» **PROBLEM REQUIREMENTS**
Retype each record shown below, leaving every character as it is.

» **Rows from a pointing dataset**
⁂

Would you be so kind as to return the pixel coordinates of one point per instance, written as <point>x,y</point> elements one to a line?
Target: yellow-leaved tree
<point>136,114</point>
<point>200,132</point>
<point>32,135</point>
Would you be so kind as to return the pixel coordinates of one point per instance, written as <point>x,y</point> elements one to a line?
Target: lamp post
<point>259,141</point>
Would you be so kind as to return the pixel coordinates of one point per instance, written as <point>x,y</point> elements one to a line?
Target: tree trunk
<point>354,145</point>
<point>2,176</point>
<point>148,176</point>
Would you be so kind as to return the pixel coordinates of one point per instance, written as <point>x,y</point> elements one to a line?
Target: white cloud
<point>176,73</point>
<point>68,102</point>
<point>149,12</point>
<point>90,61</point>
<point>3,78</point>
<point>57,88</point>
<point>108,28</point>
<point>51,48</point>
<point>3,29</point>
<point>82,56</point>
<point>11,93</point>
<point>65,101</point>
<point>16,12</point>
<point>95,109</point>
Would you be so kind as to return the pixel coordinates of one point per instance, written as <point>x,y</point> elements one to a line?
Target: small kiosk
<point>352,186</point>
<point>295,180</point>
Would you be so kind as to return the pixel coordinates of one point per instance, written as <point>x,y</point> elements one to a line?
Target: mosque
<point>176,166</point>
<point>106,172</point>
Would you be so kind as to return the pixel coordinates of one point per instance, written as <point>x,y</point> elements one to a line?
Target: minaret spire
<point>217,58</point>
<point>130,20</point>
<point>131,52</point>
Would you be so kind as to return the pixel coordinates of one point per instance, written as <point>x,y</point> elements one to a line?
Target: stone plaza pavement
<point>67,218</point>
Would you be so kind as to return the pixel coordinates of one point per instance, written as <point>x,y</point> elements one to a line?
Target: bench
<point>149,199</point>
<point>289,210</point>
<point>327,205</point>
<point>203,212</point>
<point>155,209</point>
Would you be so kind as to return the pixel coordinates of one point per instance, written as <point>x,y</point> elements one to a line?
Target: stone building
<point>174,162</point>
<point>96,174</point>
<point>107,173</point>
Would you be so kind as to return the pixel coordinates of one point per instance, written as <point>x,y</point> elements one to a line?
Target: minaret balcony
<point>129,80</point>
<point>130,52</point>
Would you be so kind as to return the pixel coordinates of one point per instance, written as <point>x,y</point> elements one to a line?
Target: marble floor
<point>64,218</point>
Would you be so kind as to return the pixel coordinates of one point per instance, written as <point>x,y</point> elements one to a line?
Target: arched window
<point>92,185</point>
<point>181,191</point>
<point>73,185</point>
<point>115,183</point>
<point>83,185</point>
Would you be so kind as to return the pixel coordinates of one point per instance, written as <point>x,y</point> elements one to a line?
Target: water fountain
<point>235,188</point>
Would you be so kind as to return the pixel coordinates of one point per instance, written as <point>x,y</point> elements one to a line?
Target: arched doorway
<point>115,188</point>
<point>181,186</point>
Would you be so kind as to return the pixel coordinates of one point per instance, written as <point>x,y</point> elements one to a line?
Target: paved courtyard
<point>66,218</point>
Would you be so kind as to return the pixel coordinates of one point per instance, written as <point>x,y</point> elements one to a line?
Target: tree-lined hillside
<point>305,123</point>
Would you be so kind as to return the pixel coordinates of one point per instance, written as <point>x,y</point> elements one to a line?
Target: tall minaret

⁂

» **WRITTEN RESPONSE**
Would you be so kind as to return the pixel coordinates of one point per instance, written as <point>x,y</point> elements one to a line?
Target: yellow-leaved tree
<point>136,114</point>
<point>200,132</point>
<point>32,135</point>
Would you be so kind as to return the pixel coordinates of one point per instance, written as <point>x,y</point> elements one to a line?
Target: lamp post
<point>259,141</point>
Would you be so kind as to return the pixel coordinates of one point per instance, written as <point>x,y</point> elements one to a line?
Target: tree trunk
<point>354,145</point>
<point>2,176</point>
<point>148,176</point>
Would you be so kind as to return the pixel coordinates of one point per instance, written as <point>x,y</point> elements one to a line?
Target: white cloud
<point>176,73</point>
<point>68,102</point>
<point>149,12</point>
<point>90,61</point>
<point>3,78</point>
<point>57,88</point>
<point>108,28</point>
<point>51,48</point>
<point>3,29</point>
<point>82,56</point>
<point>11,93</point>
<point>65,101</point>
<point>16,12</point>
<point>95,109</point>
Would you be so kind as to return the pixel coordinates of one point per instance, written as <point>x,y</point> elements one to a line?
Target: small kiosk
<point>352,186</point>
<point>295,180</point>
Would you be so kind as to return the pixel coordinates of one point per instance, written as <point>x,y</point> elements one to a line?
Target: mosque
<point>176,166</point>
<point>106,172</point>
Would you be so kind as to return the pixel coordinates of one point per instance, written as <point>x,y</point> elements one to a line?
Target: minaret spire
<point>217,58</point>
<point>130,20</point>
<point>131,52</point>
Would you be so kind as to return the pixel coordinates of one point per instance, written as <point>x,y</point> elements one to a line?
Target: stone plaza pavement
<point>67,218</point>
Would you be so kind as to return the pixel coordinates of one point per instance, written as <point>x,y</point> elements one to a line?
Target: bench
<point>149,199</point>
<point>289,210</point>
<point>327,205</point>
<point>203,212</point>
<point>155,209</point>
Would you be so kind as to return the pixel coordinates of one point per instance, written as <point>x,y</point> elements one to a line?
Target: stone building
<point>174,162</point>
<point>96,174</point>
<point>107,173</point>
Would you be so kind as to return the pixel coordinates of one point per instance, written as <point>x,y</point> elements one to a line?
Target: minaret balcony
<point>129,80</point>
<point>130,52</point>
Would you be so kind as to return the pixel coordinates of one point per instance, written as <point>x,y</point> elements one to a line?
Target: marble floor
<point>64,218</point>
Would you be so kind as to return the pixel coordinates of one point per instance, written as <point>x,y</point> elements one to a line?
Target: arched window
<point>92,185</point>
<point>181,191</point>
<point>73,185</point>
<point>115,183</point>
<point>83,185</point>
Would you be so kind as to return the pixel coordinates of one point per instance, written as <point>x,y</point> elements one to a line?
Target: water fountain
<point>235,188</point>
Would you be so kind as to return the pixel coordinates of one point per instance, written as <point>x,y</point> elements one to a line?
Target: arched doorway
<point>115,188</point>
<point>181,186</point>
Would you be so kind as to return the pixel coordinates of one point per instance, written as <point>x,y</point> elements one to a line?
Target: paved courtyard
<point>66,218</point>
Would you be so kind as to return the pixel coordinates of one point per instance, written as <point>x,y</point> elements one to a line?
Target: tree-lined hillside
<point>305,123</point>
Would you be so kind as to return the pixel coordinates of one point per instance, written as <point>x,y</point> elements one to a line?
Target: tall minaret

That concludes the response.